* Set exercise:
Output the records. Match them exactly.
====
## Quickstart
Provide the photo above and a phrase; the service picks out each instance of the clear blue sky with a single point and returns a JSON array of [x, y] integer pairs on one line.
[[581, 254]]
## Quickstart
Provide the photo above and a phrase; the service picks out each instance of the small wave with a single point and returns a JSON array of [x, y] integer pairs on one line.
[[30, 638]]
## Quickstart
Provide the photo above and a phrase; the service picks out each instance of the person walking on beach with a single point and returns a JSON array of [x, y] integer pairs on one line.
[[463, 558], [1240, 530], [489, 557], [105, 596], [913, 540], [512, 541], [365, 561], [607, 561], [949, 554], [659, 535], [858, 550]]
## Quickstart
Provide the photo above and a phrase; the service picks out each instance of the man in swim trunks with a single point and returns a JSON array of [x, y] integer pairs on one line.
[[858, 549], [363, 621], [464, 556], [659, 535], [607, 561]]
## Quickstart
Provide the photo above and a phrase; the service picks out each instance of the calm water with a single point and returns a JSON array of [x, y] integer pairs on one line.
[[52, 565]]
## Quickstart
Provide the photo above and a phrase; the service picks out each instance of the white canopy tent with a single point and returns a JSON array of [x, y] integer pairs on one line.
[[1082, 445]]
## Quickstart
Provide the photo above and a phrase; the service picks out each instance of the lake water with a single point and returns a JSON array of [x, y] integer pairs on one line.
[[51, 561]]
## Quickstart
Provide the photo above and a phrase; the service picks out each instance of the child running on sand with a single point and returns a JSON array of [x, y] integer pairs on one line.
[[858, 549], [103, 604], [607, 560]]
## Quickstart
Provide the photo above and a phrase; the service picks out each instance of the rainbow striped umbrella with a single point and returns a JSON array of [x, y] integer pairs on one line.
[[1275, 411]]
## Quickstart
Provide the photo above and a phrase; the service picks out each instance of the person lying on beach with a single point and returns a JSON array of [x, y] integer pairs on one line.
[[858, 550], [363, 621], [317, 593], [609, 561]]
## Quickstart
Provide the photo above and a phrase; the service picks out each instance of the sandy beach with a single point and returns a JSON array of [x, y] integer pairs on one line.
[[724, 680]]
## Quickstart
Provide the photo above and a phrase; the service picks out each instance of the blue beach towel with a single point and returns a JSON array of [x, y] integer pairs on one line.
====
* Solved exercise:
## Quickstart
Provide the photo above and a phrase; the service picks out each instance of the clear blue sky with a single point and returns a JSON array of [x, y] integer pairs on one line.
[[581, 254]]
## Quickstart
Provide the photo above and a phrase; the service picks out each instance of the small wave with a single point and returns a JSON array of [x, y] integer pairs on one line.
[[30, 638]]
## Quickstart
Provide the photo above and a phrase; the service picks out each instance of the person walking on beach with a single point and returns a JSON array of [x, y] integer pairs on one line.
[[463, 558], [1240, 530], [489, 557], [105, 596], [913, 540], [512, 541], [365, 561], [607, 561], [949, 554], [659, 535], [858, 550]]
## Quickstart
Provide the photo above and a phrase; the service picks out each instance of the man in swim trunks with a single point and returns a JSON array of [x, y] integer pairs on one line.
[[858, 549], [363, 621], [464, 556], [659, 535], [607, 561]]
## Quickstart
Provide the photo above and a phrase; the service picks out each instance of the calm water with a single point and returns a JSON array of [x, y] integer pairs on one line.
[[52, 565]]
## Quickstart
Provide the photo above and a phrase; the service picks out each instance of the white canopy tent with a single point and returns a JSON array of [x, y] integer pairs on one line.
[[1082, 445]]
## Quickstart
Provide the photo above and a phrase; the service picks out each instance of the lake water with a single point and returns a JSON array of [x, y] integer pairs on one line.
[[51, 561]]
## Quickstart
Provide the photo above and a phrase; the service picks out each instance of the child running on sand with a single point and returns a JSON array of [x, y] integer pairs on one line.
[[858, 549], [103, 604], [607, 560]]
## Quickstart
Provide the photo above and a phrase; the service picks out each instance of the rainbow striped umbrella with a single point and returns a JSON array of [x, y] integer pairs on one line.
[[1275, 411]]
## Quickstart
Provide the photo above and a phrase; the service picks out each instance of the person lying on beach with a single point and returns a JSON array of [x, y] integer pairs on one line.
[[858, 550], [363, 621], [317, 593], [609, 561]]
## Quickstart
Provide the photo above and a phrase; the service picks out each instance of the sandy beach with a single point and returns a JSON array of [x, y] integer pairs on one line.
[[724, 680]]
## Quickstart
Provide the photo above and a phrase; the service picks out each instance of the blue beach towel with a single point and returns a JSON array of [x, y] integer pairs on one line.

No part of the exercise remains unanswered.